▸ **EXERCISE BRIEF**
Return the material below verbatim, starting with the line that contains "the green foliage" and stopping after the line that contains "[209,94,460,362]".

▸ **SOURCE RECORDS**
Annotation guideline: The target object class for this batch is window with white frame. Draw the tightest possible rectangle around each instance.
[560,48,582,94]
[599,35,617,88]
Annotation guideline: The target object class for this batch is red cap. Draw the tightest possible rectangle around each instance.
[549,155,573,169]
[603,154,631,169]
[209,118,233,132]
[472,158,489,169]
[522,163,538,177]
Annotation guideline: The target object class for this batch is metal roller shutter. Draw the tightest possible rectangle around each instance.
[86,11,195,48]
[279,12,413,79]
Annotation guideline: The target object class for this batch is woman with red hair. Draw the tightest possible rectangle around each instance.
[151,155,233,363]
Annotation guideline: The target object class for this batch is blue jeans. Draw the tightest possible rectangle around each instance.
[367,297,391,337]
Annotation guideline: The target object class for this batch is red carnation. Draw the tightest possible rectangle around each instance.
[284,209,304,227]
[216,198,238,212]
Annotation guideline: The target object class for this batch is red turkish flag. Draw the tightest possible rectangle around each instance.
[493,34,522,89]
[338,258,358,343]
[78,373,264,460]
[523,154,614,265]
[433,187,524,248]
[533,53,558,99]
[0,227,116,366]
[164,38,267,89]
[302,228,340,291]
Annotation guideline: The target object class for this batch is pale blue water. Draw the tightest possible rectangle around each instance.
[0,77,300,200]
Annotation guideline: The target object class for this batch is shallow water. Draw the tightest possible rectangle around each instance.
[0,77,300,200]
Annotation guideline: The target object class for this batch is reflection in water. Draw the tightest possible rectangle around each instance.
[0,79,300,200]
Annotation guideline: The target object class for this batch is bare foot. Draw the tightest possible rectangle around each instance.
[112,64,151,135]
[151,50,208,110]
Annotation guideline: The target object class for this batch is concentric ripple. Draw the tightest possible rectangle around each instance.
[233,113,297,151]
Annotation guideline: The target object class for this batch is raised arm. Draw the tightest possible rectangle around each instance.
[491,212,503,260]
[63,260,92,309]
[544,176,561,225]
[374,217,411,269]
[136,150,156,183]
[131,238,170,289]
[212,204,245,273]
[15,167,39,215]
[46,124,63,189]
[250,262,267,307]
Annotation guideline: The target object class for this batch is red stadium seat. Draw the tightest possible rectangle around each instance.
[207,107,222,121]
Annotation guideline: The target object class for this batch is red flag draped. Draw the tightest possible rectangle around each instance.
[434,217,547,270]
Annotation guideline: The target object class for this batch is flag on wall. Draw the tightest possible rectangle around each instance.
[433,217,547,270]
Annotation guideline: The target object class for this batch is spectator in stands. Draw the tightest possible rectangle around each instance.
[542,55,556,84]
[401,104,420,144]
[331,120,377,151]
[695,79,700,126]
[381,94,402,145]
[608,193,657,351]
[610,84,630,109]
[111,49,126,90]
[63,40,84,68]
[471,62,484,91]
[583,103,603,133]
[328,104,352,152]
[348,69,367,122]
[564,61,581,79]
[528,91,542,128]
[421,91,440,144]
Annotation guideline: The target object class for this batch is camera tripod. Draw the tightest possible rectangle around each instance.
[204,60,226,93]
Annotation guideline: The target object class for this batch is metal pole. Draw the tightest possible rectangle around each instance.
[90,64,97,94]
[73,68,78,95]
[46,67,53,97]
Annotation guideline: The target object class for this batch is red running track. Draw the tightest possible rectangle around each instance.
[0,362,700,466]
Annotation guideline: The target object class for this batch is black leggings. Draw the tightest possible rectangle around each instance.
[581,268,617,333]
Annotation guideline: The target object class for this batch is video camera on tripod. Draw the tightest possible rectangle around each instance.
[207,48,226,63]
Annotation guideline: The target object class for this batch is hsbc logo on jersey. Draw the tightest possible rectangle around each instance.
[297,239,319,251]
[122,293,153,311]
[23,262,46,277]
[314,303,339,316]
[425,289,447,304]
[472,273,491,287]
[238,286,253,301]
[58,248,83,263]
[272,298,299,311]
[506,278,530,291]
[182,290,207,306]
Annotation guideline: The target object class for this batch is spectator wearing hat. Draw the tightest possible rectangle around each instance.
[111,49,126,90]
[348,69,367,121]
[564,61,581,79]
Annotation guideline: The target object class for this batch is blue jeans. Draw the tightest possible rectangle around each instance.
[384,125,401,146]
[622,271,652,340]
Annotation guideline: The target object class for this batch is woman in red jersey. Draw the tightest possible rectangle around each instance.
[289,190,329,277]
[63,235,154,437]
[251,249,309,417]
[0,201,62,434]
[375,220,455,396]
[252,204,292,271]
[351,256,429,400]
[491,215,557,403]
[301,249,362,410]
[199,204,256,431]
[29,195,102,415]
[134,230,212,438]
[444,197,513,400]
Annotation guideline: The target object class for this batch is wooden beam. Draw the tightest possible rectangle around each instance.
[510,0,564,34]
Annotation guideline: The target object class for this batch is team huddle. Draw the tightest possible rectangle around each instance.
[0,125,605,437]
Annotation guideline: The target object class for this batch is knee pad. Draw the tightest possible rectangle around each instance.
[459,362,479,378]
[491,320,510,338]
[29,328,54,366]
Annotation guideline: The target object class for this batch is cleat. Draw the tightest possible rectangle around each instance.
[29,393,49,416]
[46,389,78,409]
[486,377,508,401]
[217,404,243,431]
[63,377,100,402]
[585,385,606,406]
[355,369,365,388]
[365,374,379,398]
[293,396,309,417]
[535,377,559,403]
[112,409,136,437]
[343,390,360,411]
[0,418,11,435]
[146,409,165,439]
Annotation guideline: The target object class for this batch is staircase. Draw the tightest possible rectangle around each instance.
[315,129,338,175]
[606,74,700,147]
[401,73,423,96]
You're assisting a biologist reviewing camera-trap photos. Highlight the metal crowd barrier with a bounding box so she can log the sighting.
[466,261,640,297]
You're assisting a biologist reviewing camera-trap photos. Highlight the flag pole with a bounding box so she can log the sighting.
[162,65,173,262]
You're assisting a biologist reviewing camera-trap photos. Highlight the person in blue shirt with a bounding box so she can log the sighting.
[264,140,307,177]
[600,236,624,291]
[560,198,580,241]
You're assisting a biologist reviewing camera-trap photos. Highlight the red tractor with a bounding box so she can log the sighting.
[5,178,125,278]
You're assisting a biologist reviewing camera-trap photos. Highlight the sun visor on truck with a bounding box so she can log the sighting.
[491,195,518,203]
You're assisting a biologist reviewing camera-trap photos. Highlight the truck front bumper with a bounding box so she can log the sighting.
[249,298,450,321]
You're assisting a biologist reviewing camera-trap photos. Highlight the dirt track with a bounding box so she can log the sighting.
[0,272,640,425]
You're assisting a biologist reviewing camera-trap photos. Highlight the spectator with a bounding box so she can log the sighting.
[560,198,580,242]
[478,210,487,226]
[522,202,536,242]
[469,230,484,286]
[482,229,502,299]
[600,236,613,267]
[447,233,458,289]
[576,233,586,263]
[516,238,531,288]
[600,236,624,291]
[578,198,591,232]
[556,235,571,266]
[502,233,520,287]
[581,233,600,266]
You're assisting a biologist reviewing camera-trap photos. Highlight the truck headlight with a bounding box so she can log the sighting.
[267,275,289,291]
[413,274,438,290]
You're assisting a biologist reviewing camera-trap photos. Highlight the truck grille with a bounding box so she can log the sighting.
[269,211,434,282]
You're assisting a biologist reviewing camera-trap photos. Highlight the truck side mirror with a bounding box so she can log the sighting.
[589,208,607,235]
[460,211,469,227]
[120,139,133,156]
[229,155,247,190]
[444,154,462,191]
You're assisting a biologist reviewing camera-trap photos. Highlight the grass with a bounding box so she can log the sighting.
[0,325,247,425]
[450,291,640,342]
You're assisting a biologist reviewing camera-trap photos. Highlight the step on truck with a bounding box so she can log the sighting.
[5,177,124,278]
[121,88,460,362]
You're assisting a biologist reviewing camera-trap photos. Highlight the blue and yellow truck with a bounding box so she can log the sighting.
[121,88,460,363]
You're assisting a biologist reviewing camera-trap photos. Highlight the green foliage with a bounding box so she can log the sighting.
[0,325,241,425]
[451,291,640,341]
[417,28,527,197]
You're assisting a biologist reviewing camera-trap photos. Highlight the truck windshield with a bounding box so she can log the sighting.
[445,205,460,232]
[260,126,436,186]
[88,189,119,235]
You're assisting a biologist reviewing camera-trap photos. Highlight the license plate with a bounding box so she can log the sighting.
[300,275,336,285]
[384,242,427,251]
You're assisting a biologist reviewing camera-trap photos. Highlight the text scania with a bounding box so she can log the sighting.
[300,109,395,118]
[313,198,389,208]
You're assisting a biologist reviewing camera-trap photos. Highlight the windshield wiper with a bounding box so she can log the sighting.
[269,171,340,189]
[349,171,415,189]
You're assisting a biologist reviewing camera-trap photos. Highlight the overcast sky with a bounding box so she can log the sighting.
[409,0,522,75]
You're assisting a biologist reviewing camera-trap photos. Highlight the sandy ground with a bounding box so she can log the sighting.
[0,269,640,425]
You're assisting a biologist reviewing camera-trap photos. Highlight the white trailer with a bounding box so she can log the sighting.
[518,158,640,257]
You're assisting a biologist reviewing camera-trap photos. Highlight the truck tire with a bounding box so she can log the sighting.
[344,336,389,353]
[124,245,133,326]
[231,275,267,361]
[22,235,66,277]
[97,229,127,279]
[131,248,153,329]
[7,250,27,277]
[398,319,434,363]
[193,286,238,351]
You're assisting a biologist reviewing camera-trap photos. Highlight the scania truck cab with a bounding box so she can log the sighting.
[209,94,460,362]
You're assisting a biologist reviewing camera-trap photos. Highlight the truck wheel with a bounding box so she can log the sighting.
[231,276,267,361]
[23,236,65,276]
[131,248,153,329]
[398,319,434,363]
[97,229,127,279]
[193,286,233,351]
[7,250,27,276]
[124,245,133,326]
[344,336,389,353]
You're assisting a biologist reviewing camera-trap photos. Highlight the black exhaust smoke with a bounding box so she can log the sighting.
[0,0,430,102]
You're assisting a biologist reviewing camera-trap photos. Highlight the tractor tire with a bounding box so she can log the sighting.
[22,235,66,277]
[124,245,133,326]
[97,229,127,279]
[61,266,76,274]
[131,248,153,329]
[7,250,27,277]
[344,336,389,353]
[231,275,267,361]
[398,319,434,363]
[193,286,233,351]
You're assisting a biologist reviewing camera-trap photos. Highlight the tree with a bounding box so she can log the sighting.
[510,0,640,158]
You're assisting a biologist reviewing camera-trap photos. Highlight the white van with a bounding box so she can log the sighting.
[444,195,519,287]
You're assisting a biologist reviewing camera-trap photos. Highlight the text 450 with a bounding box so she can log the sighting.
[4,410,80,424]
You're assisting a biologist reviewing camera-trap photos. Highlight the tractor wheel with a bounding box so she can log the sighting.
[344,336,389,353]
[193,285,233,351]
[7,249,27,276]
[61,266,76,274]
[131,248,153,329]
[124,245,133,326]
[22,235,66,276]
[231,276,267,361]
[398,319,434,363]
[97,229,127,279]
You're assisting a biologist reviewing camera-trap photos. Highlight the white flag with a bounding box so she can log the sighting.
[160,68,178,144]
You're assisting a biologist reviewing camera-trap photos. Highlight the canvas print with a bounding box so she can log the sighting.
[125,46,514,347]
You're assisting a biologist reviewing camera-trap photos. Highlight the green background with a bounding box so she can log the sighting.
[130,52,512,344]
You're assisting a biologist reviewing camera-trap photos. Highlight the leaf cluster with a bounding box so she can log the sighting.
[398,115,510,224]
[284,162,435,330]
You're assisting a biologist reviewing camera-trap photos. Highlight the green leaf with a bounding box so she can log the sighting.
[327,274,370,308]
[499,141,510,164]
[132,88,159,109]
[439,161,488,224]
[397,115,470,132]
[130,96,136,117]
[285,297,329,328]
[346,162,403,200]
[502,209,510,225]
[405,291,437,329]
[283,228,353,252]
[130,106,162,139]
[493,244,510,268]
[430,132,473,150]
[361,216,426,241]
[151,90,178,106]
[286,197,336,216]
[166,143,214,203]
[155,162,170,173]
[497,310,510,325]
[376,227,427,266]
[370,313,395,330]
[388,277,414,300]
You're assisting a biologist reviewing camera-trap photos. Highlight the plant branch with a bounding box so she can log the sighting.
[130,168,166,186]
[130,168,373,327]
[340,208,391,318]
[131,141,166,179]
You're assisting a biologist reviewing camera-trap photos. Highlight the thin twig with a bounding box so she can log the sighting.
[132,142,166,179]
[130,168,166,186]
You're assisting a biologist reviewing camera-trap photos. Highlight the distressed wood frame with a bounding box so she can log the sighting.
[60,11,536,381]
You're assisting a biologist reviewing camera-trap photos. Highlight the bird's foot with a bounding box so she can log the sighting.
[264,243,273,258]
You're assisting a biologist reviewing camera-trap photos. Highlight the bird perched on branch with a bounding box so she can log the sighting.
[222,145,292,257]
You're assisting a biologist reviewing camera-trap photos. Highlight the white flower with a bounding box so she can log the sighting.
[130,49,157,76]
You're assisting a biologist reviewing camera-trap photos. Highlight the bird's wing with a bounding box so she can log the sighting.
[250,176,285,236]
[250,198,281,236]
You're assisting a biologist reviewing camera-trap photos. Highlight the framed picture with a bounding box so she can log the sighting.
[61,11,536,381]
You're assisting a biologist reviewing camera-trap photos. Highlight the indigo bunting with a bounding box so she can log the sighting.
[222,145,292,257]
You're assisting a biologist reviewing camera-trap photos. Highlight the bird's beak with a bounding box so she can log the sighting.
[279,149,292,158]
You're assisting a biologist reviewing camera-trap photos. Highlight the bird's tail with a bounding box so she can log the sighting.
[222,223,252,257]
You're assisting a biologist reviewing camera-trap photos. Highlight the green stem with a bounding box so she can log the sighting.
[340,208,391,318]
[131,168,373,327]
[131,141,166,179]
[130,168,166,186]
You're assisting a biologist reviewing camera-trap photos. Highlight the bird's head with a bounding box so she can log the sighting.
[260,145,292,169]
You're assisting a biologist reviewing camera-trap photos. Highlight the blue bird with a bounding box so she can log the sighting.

▸ **COMPLETE ANSWER**
You're assisting a biologist reviewing camera-trap photos. Highlight the green foliage with a bounding box so she can log the sighting.
[0,325,241,425]
[451,291,640,341]
[417,28,527,197]
You're assisting a biologist reviewing camera-trap photos. Highlight the truck windshield with a bounding box so she can log the sighting.
[445,205,460,232]
[260,126,436,186]
[88,189,119,235]
You're assisting a biologist reviewing camera-trap photos. Highlight the license plate with a bounding box so she can log the sighting.
[300,275,336,285]
[384,242,427,251]
You're assisting a biologist reviewing camera-trap photos. Highlight the text scania with a bounding box so she can log the sighting.
[300,109,395,118]
[313,198,389,208]
You're assisting a biologist reviewing camera-trap photos. Highlight the windshield wiper with a bounding box so she can log the sighting.
[269,171,340,189]
[349,171,415,189]
You're assisting a biologist reviewing camera-trap photos. Highlight the overcast sky with a bounding box so she can log the sighting.
[409,0,522,75]
You're assisting a biologist reviewing camera-trap photos. Highlight the sandy ground with a bounding box so she can log the sighting.
[0,269,640,425]
You're assisting a biologist reviewing camera-trap photos. Highlight the white trailer with a bounding box so she can log the sighting.
[518,158,640,257]
You're assisting a biologist reviewing camera-trap photos. Highlight the truck tire with a bounding box so she can log the sighting.
[344,336,389,353]
[124,245,133,326]
[231,275,267,361]
[22,235,66,277]
[97,229,127,279]
[131,248,153,329]
[7,250,27,277]
[398,319,434,363]
[193,286,238,351]
You're assisting a biologist reviewing camera-trap photos. Highlight the scania truck cab with a bounding box so she can log the sighting.
[209,94,460,362]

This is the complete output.